[[ Supplied material open ]]
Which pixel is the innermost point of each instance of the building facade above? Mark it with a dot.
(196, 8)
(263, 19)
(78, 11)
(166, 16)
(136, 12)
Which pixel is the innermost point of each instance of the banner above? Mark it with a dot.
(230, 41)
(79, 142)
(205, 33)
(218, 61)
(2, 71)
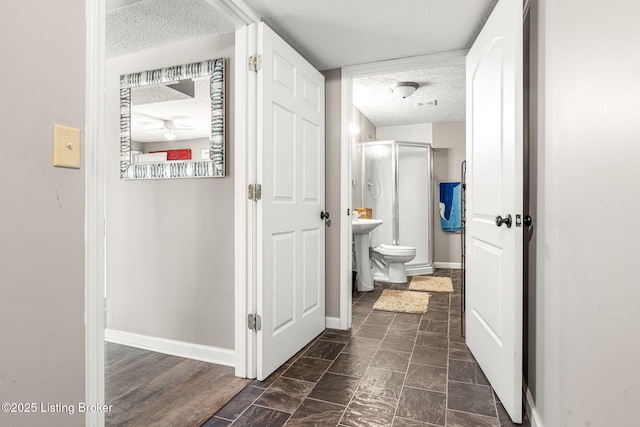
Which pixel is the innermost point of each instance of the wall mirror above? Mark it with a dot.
(172, 122)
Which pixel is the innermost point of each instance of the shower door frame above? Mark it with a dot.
(418, 268)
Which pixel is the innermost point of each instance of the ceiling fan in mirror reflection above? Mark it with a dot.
(168, 128)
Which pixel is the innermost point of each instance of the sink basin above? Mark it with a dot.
(364, 226)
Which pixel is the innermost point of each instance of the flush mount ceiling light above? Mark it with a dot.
(404, 89)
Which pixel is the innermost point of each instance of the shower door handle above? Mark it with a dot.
(500, 221)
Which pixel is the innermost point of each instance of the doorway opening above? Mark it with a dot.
(412, 129)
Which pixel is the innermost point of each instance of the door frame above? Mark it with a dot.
(95, 198)
(95, 203)
(436, 60)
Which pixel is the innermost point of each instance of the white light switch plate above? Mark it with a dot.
[[ Supplied material closed ]]
What you have to do: Make an exact copy of the listing. Leave its pictures out.

Written solution:
Which pixel is the innermost point of each instance of the building facade above? Mark it with a dot.
(196, 8)
(263, 19)
(78, 11)
(166, 16)
(136, 12)
Which pixel is the innermost point of each instance of the banner above? Mark it with a dot.
(230, 41)
(79, 142)
(205, 33)
(218, 61)
(2, 71)
Which pixel is the innermost point of each instance of the wall mirror above? Mark it with a dot.
(172, 122)
Which pixel is the innermost point of each instance of the shower door frame above? Mark it with a dot.
(418, 268)
Which pixel is the innermost point of each instance of the ceiling fan in mirror reflection above? Mark it with a dot.
(168, 128)
Which pixel is the innermost point of each instance of the sink basin above? Mark it with a dot.
(364, 226)
Which pixel is the innermost point of each instance of the flush mount ceiling light above? Mark it with a dot.
(404, 89)
Which pixel is the innermost point of each instance of the shower door handle above? Mark it with a dot.
(500, 221)
Which pixel is the innermost point of each instance of the doorway opening above? Mark it with a dot.
(412, 129)
Which pixel is the innermost point of each instance of the door frame above? Mark it with a dot.
(95, 198)
(95, 203)
(436, 60)
Which pixel is the innermost point of each instance of the white light switch plate above? Mark it with a dot.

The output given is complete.